:: EXERCISE TASKS ::
1: List the operating systems on which, according to the bug report on the R actor, the limited R actor now works.
2: From the bug report on the R actor, extract the stretch from "Updated by Matt Jones over 19" through "outputs, and function.".

:: DOCUMENT ::
┏━━
Bug #1342
closedneed R actor
Added by Chad Berkley almost 21 years ago. Updated over 19 years ago.
0%
Description
create an actor to execute R jobs via kepler. Later, establish a GridService
that can handle this for us.
Files
ThoughtsOnR.txt (8.84 KB) ThoughtsOnR.txt | Dan Higgins, 06/14/2004 10:24 AM |
Related issues
Updated by Matt Jones over 20 years ago
STart with running it locally. Start with command line invocation, but it would
be much better to directly call the R dynamic library via a JNI interface. Test
by implementing the sub-sampling algorithms needed for the GARP pipeline. Need
to determine how to dynamically change the I/O signature of the actor when a
specific R script is bound to the actor -- this is a general problem with all
scripted actors, and is similar to the problem in the EML200 parser and the WSDL
parsing actors.
Updated by Matt Jones over 19 years ago
A limitied R actor is now working on Windows and Linux and Mac (although limited
graphical capabilities on Mac because of lack of jpg support) that uses the
commandline actor to execute an R script. It however requires a custom workflow
to stage the inputs and outputs properly for each script. We need to eliminate
the need for this 'plumbing' in R to support the inputs and outputs that vary
with each R script.
One approach is to have an interface def language for R scripts that basically
provides a formal documentation of the R script inputs, outputs, and function.
This could be very similar in nature to what Chad and I did in Monarch
previously. Basically a 'WSDL' for R. The interface would list each of the
inputs that the script expects, its formal type, and how it expects to access it
(e.g., from a particular file, or through a particular stream). It would do the
same for the outputs, listing each output with its type and how delivered (e.g.,
file with name '/tmp/graph1.jpg' as output). The 'R actor' would then parse
this information and expose a dynamic set of prots with appropriate types, just
as the WSDL actor does. A user could then use an R script just by having the R
actor read this interface description. The interface description could even
contain the R script itself, which would make it a self-contained unit that
could be transported as an actor (only needing the 'R' actor to interpret and
run it). This is basically the framework we had in Monarch.
This system also would enable us to have an 'R import dialog' in which someone
can list the inputs and outputs of an R script, associate them with files or
streams, and paste in the R script, which would then generate an R interface def
and allow it to be stored in the library tree as a specialized R actor. This
interface already partly exists in the 'New actor' functionality that chad
developed for Kepler, in that it allows the i/o signature of an actor to be
stubbed out.
In this scenario, the R actor would get re-written to only contain one
parameter, which is a pointer to the R-script interface file. From that file it
can get everything it needs to ingest the inputs, run the script (through
commandline or otherwise), and expose the outputs on the output ports with the
proper types. This is exactly analogous to how the EML actor works and the WSDL
actor works, so we have existing code that shows how this can be done.
Updated by Dan Higgins over 19 years ago
In his recent comments added to the R-bug in kepler/Bugzilla (#1342), Matt
suggests that we need to create some sort of interface definition language for R
scripts (a sort of WSDL for R). His suggestions triggered some additional
thought(s) about this subject which I will attempt to document here.
┗━━
:: EXTRACTED ENTRIES ::
┏━━
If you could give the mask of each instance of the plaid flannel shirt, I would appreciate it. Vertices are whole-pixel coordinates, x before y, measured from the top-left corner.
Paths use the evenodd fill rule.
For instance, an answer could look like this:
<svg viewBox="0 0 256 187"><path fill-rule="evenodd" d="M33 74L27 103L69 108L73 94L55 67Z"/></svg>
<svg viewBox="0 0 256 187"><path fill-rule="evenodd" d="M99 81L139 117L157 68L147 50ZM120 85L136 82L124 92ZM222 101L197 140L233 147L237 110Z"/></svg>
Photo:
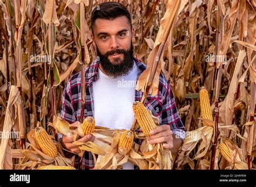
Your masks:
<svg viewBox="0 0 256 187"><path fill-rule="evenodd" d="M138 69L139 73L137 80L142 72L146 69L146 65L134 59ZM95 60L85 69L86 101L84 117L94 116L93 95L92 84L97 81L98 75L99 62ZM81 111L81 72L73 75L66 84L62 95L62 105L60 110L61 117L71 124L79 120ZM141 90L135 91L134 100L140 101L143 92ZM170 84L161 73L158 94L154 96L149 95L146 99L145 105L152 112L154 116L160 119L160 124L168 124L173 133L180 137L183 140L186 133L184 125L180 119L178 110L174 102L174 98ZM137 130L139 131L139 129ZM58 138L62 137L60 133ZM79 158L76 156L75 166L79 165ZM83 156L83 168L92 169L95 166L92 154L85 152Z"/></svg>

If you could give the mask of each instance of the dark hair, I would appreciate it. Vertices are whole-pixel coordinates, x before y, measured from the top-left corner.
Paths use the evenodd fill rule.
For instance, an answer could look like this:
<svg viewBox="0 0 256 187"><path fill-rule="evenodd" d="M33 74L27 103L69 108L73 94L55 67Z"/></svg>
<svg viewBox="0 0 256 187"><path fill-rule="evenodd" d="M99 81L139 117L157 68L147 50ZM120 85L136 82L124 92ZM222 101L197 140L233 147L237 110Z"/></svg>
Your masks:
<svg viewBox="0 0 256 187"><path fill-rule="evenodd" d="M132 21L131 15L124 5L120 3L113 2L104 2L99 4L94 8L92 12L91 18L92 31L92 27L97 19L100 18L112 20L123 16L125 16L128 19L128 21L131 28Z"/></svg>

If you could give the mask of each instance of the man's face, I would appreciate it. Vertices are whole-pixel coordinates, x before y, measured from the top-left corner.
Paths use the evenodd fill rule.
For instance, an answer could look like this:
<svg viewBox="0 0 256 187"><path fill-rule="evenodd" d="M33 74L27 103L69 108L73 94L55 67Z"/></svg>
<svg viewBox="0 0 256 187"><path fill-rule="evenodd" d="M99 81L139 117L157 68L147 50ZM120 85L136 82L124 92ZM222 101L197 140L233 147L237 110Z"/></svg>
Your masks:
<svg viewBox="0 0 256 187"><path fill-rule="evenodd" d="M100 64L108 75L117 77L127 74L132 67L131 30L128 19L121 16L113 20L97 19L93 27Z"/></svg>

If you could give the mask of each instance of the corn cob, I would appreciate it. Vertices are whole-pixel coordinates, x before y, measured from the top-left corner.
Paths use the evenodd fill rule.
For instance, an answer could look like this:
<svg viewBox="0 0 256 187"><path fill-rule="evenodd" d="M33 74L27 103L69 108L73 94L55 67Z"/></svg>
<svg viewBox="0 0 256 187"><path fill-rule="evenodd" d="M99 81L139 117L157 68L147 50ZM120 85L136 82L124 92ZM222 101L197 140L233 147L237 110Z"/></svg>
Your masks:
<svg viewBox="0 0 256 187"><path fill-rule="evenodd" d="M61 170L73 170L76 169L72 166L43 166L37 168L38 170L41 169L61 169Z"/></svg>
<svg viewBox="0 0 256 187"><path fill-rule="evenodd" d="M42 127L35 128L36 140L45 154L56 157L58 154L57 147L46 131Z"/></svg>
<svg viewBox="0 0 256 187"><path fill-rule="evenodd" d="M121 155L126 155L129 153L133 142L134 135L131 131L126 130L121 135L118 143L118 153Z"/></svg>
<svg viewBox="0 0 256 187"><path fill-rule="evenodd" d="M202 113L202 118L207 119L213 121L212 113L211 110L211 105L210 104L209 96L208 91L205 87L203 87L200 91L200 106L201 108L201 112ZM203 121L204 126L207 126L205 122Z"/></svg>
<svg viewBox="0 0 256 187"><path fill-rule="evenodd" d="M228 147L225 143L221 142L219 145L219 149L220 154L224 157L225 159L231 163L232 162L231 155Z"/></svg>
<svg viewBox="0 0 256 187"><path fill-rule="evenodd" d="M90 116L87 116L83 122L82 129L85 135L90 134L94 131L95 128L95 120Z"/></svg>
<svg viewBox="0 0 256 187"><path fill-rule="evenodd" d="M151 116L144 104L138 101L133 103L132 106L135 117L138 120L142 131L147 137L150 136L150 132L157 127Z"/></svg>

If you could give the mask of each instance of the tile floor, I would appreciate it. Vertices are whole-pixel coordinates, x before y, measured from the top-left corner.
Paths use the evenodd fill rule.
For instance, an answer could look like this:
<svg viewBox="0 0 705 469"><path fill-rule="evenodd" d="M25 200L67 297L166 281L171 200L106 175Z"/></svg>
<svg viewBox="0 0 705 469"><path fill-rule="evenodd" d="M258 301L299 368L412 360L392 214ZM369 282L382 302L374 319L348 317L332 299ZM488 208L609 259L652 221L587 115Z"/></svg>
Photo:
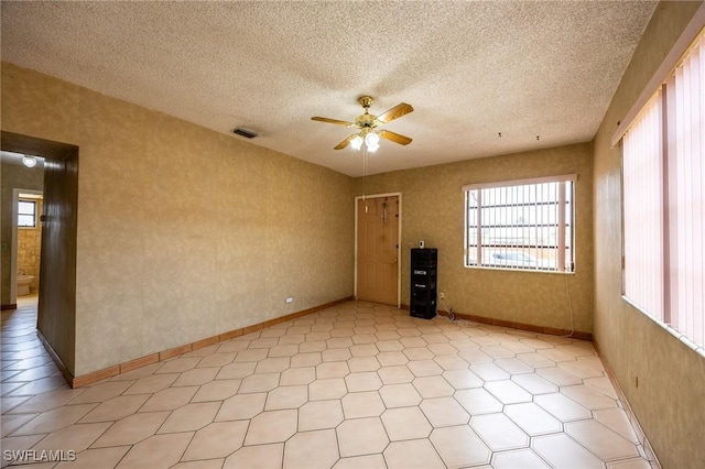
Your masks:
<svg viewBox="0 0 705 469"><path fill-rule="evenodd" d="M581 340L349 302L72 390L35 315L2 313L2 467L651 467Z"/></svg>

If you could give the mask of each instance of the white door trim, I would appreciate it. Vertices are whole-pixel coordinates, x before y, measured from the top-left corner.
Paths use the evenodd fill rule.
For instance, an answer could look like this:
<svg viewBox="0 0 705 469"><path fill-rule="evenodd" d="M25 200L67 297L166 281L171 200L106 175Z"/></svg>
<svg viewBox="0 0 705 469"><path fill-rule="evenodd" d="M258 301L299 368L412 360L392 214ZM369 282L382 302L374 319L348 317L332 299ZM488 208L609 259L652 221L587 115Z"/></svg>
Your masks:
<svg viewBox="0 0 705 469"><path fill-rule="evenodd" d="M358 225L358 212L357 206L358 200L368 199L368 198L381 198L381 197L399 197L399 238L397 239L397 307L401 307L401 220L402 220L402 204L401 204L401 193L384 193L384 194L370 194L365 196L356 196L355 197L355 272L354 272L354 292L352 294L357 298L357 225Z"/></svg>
┗━━
:: RESULTS FOR THE EXERCISE ::
1: Windows, Linux, Mac

2:
Updated by Matt Jones over 19 years ago
A limitied R actor is now working on Windows and Linux and Mac (although limited
graphical capabilities on Mac because of lack of jpg support) that uses the
commandline actor to execute an R script. It however requires a custom workflow
to stage the inputs and outputs properly for each script. We need to eliminate
the need for this 'plumbing' in R to support the inputs and outputs that vary
with each R script.
One approach is to have an interface def language for R scripts that basically
provides a formal documentation of the R script inputs, outputs, and function.